» TASK REQUIREMENTS: Each line from the beginning of the data below through the line containing "I need to verify: does any illuminated" should be repeated exactly, please.

[Text-to-region grounding data]
________________________________________
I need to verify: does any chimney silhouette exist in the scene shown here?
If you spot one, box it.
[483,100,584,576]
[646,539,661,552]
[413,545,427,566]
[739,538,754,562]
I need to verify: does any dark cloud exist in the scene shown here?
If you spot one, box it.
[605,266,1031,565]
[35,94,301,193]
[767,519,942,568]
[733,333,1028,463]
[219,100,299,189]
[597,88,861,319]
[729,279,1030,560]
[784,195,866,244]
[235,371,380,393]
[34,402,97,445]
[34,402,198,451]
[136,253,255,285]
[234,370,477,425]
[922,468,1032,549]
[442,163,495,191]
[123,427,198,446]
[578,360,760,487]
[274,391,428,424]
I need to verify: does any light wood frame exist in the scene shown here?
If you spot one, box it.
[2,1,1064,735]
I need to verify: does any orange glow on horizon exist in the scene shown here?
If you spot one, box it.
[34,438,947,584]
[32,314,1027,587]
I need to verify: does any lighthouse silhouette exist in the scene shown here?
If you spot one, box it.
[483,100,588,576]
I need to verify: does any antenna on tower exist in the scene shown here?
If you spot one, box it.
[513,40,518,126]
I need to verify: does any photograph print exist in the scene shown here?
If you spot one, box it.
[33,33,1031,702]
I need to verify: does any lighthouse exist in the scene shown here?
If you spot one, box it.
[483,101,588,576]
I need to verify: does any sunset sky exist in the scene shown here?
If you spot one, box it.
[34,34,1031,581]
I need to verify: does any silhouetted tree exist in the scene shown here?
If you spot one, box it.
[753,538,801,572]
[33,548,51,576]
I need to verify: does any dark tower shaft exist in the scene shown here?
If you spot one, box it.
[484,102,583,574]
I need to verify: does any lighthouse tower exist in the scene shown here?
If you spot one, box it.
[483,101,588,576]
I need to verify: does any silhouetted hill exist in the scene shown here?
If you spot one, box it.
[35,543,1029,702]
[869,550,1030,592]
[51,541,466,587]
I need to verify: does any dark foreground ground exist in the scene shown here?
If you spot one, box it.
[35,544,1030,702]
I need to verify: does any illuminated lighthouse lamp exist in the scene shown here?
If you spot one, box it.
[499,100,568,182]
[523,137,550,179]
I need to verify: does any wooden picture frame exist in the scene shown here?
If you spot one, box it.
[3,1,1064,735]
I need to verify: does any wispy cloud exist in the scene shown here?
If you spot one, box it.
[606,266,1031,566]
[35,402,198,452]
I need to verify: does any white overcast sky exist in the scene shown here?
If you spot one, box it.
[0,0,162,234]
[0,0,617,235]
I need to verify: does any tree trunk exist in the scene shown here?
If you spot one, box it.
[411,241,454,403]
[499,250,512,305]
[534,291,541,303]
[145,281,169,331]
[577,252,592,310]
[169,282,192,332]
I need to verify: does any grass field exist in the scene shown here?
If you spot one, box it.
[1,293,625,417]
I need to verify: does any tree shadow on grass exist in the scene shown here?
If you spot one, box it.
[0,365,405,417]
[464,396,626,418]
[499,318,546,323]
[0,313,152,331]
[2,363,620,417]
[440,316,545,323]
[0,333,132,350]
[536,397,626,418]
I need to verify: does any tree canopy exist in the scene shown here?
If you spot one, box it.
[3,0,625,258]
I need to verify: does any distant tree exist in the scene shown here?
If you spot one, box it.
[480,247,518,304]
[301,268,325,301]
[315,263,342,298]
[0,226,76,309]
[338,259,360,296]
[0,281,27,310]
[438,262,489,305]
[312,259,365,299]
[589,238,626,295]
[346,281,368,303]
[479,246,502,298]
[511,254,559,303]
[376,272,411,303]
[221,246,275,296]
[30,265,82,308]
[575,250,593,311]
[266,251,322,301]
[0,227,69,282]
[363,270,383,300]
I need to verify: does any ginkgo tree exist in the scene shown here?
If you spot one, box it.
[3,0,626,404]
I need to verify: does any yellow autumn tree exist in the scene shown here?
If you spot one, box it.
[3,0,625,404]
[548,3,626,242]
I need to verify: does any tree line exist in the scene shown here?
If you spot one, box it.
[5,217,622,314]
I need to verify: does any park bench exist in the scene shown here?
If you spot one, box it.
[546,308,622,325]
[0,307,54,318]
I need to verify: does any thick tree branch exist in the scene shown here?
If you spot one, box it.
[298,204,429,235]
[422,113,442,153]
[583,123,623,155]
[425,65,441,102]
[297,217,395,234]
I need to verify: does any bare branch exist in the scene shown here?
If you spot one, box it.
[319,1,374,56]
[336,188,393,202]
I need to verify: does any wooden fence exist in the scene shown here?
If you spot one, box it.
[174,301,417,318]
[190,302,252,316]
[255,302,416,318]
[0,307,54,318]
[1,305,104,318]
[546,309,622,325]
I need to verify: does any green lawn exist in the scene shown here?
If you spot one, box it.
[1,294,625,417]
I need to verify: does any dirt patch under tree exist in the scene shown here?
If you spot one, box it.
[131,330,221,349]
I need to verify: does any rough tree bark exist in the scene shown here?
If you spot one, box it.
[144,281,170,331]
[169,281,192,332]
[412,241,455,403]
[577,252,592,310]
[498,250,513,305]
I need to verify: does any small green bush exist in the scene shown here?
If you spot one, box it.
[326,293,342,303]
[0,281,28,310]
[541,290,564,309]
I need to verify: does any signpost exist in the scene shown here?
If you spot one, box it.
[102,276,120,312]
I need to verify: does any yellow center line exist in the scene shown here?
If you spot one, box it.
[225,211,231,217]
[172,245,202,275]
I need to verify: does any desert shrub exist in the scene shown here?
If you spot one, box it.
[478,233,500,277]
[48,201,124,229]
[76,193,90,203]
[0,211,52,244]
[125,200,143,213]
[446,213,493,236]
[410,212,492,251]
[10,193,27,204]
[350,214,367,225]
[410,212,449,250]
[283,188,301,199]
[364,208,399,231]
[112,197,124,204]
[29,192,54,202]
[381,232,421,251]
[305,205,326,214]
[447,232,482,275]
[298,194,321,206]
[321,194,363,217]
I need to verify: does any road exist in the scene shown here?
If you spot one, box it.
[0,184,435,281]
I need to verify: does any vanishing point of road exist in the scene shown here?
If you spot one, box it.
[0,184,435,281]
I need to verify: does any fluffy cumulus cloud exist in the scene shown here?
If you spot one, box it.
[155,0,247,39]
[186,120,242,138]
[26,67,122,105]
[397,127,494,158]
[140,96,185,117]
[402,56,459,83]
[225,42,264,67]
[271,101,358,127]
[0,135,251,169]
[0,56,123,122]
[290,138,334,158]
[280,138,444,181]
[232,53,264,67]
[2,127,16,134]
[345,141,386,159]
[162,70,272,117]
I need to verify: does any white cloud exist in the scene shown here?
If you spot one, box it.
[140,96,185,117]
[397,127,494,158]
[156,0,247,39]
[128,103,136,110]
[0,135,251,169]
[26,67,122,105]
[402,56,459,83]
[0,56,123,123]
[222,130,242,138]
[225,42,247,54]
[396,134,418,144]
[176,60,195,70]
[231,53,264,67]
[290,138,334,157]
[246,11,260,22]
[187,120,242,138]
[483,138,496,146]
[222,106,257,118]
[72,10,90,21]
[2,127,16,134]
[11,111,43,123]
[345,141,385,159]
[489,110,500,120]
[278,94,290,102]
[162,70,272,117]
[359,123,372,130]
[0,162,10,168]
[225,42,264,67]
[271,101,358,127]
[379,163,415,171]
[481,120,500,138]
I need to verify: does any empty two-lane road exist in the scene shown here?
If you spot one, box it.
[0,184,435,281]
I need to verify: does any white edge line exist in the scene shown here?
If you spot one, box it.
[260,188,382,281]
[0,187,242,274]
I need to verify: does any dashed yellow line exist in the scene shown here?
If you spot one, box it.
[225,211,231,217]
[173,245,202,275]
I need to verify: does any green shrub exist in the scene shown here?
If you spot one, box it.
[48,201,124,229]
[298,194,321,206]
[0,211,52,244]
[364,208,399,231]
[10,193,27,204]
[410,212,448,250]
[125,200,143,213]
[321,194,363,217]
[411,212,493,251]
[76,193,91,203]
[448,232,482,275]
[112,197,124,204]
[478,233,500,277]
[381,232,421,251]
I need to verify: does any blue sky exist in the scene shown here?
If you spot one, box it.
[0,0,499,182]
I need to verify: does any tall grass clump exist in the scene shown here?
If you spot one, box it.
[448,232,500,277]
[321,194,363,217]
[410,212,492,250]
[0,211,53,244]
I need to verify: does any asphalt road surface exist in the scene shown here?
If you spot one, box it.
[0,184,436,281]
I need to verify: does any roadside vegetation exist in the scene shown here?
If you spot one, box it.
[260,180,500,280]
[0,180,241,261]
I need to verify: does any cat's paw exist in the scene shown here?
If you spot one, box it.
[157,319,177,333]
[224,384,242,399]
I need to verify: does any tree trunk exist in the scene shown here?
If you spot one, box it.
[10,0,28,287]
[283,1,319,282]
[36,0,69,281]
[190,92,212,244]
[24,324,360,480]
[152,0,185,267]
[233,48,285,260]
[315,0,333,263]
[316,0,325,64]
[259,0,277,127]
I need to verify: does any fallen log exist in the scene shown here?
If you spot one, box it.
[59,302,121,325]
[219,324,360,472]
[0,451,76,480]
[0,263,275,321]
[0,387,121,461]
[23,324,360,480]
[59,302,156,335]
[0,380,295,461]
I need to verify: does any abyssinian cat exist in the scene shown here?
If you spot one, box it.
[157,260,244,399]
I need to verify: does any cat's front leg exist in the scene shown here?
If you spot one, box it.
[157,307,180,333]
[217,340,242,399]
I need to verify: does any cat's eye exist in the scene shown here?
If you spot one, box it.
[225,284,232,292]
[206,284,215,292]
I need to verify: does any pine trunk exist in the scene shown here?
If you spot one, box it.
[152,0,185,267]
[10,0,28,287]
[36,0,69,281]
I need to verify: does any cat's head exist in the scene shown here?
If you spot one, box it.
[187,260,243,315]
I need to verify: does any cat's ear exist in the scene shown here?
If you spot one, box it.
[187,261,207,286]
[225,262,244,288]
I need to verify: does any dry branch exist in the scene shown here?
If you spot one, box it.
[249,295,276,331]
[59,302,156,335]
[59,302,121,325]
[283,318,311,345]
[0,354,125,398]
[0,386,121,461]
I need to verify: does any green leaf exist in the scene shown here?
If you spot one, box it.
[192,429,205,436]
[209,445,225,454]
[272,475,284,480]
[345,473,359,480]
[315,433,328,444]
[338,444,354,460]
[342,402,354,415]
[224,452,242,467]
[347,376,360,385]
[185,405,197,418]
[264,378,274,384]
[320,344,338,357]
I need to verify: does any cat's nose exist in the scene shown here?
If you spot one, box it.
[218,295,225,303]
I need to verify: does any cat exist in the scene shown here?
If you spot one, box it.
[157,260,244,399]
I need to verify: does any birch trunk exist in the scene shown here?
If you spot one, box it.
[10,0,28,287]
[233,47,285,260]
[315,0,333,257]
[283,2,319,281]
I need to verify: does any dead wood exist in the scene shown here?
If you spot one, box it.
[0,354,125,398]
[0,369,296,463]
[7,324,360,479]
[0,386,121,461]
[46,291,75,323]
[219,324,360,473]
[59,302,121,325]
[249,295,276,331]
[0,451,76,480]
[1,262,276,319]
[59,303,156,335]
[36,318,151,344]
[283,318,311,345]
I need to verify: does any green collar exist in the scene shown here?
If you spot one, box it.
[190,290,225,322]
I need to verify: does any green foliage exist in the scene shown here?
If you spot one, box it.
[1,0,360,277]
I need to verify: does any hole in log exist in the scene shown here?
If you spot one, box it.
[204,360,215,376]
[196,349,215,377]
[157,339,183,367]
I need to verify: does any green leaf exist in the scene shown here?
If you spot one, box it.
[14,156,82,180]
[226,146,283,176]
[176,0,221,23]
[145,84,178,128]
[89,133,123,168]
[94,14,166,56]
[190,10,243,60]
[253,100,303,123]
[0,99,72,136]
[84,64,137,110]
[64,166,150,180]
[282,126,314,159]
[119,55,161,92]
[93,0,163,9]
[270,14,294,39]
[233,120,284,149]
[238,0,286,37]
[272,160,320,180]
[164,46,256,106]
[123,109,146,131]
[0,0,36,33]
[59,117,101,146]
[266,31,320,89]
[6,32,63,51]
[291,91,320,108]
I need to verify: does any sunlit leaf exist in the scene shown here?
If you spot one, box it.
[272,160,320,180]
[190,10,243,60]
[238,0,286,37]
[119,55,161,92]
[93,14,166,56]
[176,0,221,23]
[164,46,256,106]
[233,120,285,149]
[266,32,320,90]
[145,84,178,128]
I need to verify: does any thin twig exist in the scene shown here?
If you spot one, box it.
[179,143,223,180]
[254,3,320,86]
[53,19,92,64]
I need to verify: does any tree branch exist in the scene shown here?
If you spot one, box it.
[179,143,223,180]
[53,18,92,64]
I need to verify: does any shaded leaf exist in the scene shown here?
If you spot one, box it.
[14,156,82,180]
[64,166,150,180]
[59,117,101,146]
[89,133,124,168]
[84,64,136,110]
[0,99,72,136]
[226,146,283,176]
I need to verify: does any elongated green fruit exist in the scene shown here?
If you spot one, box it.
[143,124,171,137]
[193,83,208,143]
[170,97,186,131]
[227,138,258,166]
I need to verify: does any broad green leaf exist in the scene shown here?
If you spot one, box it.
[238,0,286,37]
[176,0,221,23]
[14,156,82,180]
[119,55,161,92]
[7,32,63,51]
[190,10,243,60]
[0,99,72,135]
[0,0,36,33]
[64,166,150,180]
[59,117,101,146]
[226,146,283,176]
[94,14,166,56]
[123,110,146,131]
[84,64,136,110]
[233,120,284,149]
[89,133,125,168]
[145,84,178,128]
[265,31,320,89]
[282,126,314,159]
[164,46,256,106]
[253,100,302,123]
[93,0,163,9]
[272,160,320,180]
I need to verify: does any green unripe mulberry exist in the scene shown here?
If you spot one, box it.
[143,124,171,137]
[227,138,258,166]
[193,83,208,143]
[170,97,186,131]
________________________________________
» TASK RESPONSE:
I need to verify: does any chimney silhouette exist in the scene shown here?
If you spot one, box it.
[483,100,584,576]
[646,539,661,552]
[413,545,427,566]
[739,538,754,562]
I need to verify: does any dark cloud exist in the scene shown here?
If you spot one, box it.
[605,266,1031,565]
[35,94,301,193]
[767,519,942,568]
[733,333,1028,463]
[219,100,299,189]
[597,88,861,319]
[729,279,1030,560]
[784,195,866,244]
[235,371,380,393]
[34,402,97,445]
[34,402,198,451]
[136,253,255,285]
[234,370,477,425]
[922,468,1032,549]
[442,163,495,191]
[123,427,198,446]
[578,360,760,487]
[274,391,428,424]
I need to verify: does any light wood frame exist in the scene shown here?
If you spot one, box it.
[2,1,1064,735]
I need to verify: does any orange glow on horizon exist in the scene shown here?
If you spot one, box it.
[34,438,947,584]
[32,314,1027,587]
I need to verify: does any lighthouse silhouette exist in the scene shown here?
If you spot one, box it.
[483,100,588,576]
I need to verify: does any antenna on tower exist in the scene shown here?
If you spot one, box it.
[513,40,518,126]
I need to verify: does any photograph print exist in the scene shown here?
If you spot one, box it.
[33,33,1031,702]
I need to verify: does any lighthouse exist in the scene shown here?
If you spot one, box it.
[483,101,588,576]
I need to verify: does any sunset sky exist in the scene shown here?
If you spot one, box it.
[34,34,1031,581]
I need to verify: does any silhouetted tree exist in the scene shown here?
If you spot one, box it.
[753,538,801,572]
[33,548,51,576]
I need to verify: does any dark tower shaft exist in the scene shown here?
If you spot one, box it.
[484,102,583,574]
I need to verify: does any lighthouse tower exist in the scene shown here?
If you spot one, box it.
[483,101,588,576]
I need to verify: does any silhouetted hill exist in the scene shown here?
If you spot one, box it.
[35,543,1029,702]
[869,550,1030,592]
[51,541,466,587]
I need to verify: does any dark foreground ground exist in the scene shown here?
If you spot one, box it.
[35,544,1030,702]
I need to verify: does any illuminated lighthouse lamp exist in the scene shown here?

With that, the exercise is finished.